-- START --
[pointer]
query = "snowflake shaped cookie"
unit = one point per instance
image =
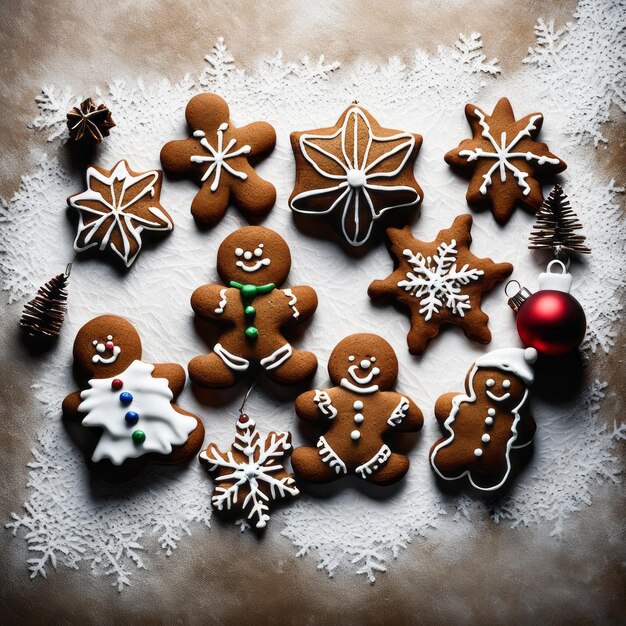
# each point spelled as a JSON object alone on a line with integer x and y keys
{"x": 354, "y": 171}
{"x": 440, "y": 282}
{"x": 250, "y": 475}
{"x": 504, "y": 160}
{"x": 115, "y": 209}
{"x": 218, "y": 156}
-- END --
-- START --
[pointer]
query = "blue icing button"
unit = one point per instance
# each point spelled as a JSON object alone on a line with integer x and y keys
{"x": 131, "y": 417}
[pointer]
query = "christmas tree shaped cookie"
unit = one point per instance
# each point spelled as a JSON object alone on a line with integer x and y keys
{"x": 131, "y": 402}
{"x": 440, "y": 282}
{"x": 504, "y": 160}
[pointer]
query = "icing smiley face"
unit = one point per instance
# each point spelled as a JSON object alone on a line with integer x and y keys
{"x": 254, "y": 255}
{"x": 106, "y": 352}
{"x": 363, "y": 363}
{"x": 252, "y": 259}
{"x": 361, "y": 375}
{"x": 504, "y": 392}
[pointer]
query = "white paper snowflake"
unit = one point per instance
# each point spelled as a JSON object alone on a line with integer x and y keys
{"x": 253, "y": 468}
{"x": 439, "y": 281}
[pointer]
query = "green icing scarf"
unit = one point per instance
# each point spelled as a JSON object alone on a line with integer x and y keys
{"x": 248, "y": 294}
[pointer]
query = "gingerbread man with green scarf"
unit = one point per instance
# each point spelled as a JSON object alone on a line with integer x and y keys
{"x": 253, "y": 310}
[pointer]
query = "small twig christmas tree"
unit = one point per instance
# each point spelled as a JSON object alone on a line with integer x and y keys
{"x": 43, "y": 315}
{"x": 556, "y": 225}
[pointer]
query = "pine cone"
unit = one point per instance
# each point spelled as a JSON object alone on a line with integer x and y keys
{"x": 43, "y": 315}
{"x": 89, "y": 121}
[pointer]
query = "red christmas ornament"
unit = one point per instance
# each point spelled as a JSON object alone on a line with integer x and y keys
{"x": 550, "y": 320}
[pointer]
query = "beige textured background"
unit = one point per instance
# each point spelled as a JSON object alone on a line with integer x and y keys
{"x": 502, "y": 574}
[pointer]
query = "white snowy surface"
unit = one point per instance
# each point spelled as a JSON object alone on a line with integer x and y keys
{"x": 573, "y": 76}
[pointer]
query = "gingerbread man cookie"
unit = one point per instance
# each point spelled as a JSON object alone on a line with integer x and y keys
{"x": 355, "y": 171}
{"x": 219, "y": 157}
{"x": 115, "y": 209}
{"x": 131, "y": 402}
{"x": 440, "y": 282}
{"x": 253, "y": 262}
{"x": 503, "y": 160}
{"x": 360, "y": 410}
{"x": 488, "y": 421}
-- END --
Gather every line from the items above that contains the string "icing", treating uppercase and lowercase as distinct.

query = "blue icing button"
query = "icing smiley face"
query = "green icing scarf"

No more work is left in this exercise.